Simple theory: A decision tree predicts by asking a sequence of simple yes/no feature questions. Each split narrows the data until the final leaf gives a class or number prediction.
A decision tree turns the training problem into a series of questions: 'Is income above $50k? Is age below 30? Is credit score above 700?' Each question splits the data into two groups. Keep splitting until each group is mostly one class. The result is a flowchart any human can follow and verify.
Gini impurity — measuring purity
At every node, the algorithm scores every possible split on every feature and picks the one that produces the purest child nodes. Gini impurity measures how mixed the classes are at a node.
Gini(node) = 1 − Σ pᵢ²
pᵢ = fraction of samples at this node belonging to class i
Examples:
Pure node (all class A): Gini = 1 − 1² = 0.00 ← perfect
50/50 split (binary class): Gini = 1 − (0.5² + 0.5²) = 0.50 ← worst
70/30 split: Gini = 1 − (0.7² + 0.3²) = 0.42Information Gain (entropy-based) gives the same splits — Gini is faster to compute
Choosing the best split
Weighted Gini after split on feature F at threshold t:
Gini_split = (n_left/n)·Gini(left) + (n_right/n)·Gini(right)

▶ **The tasks**:
1) In the decision tree text, give the passage from "Simple theory: A" to "or number prediction." again, substituting "node" for "leaf".
2) Answer these questions from the decision tree text.
(a) What credit score threshold appears in the sample questions?
(b) What Gini value does a pure node have?
(c) What does pᵢ stand for in the Gini formula?

[Pointing records]
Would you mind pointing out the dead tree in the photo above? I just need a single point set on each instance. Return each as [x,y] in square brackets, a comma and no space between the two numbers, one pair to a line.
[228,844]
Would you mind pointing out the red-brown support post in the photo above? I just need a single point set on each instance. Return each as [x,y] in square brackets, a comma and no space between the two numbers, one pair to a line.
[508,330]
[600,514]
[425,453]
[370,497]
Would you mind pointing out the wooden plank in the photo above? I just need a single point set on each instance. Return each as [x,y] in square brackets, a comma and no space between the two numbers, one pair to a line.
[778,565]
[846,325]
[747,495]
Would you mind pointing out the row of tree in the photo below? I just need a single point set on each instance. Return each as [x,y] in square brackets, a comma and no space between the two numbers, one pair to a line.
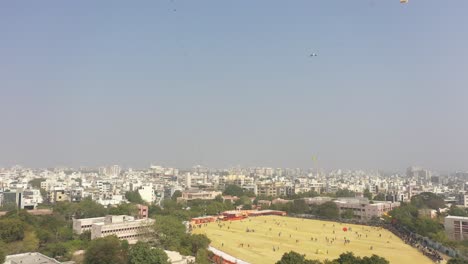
[345,258]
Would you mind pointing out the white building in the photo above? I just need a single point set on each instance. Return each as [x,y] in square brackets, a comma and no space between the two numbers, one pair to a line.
[456,227]
[122,226]
[147,193]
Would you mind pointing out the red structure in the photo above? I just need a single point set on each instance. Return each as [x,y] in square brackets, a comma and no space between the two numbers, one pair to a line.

▶ **Outputs**:
1)
Simple theory: A decision tree predicts by asking a sequence of simple yes/no feature questions. Each split narrows the data until the final node gives a class or number prediction.

2)
(a) Above 700.
(b) 0.00.
(c) The fraction of samples at the node belonging to class i.